▸ **Document segment**
Despite the Landauer characterization of the sovereign complaints as asserting contamination “as a concomitant part of a regular business activity,” supra at 181, the Georges, relying upon Goodman v. Aetna Cas. & Sur. Co., 412 Mass. [723]*723807, 812-813 (1992), and Nashua Corp. v. First State Ins. Co., 420 Mass. 196, 201-203 (1995), lay stress on a 1980 fire and on a 1983 leachate spill as “sudden and accidental” discharges established on the record. They claim that although these incidents were not mentioned in the underlying complaints,10 these occurrences were known or readily knowable to the insurers, see Terrio v. McDonough, 16 Mass. App. Ct. 163, 167 (1983); State Mut. Life Assur. Co. v. Lumbermens Mut. Cas. Co., 874 F. Supp. 451, 455 (D. Mass. 1995), and caused releases falling within the “sudden and accidental” exception to the pollution exclusion clause.11 We turn to these events.

3. The claimed sudden and accidental releases, a) The landfill fire. In June, 1980, a devastating fire raged out of control at the landfill. The Tyngsborough fire department created a 100,000 gallon holding pond to pump water on the landfill, and estimates indicate that more than twenty million gallons were pumped onto the land. The water level rose, excessive leachate was generated, and contaminants leached into surface and underground waters both on and oif site.

▸ **Data**
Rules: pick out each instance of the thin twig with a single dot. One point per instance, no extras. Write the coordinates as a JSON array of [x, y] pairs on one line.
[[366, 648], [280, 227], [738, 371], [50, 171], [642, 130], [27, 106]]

▸ **Goals**
1. According to the legal opinion excerpt, why do the Georges rely on the 1980 fire and the 1983 leachate spill even though the underlying complaints did not mention them? Answer in one to three sentences.
2. Transcribe the stretch of the legal opinion excerpt from "3. The claimed" through "and oif site.".
The data is not needed for any of the tasks.

▸ **Answers provided**
1. The Georges argue that these incidents were known or readily knowable to the insurers even though the complaints left them out. They also claim that the incidents caused releases falling within the "sudden and accidental" exception to the pollution exclusion clause.

2.
3. The claimed sudden and accidental releases, a) The landfill fire. In June, 1980, a devastating fire raged out of control at the landfill. The Tyngsborough fire department created a 100,000 gallon holding pond to pump water on the landfill, and estimates indicate that more than twenty million gallons were pumped onto the land. The water level rose, excessive leachate was generated, and contaminants leached into surface and underground waters both on and oif site.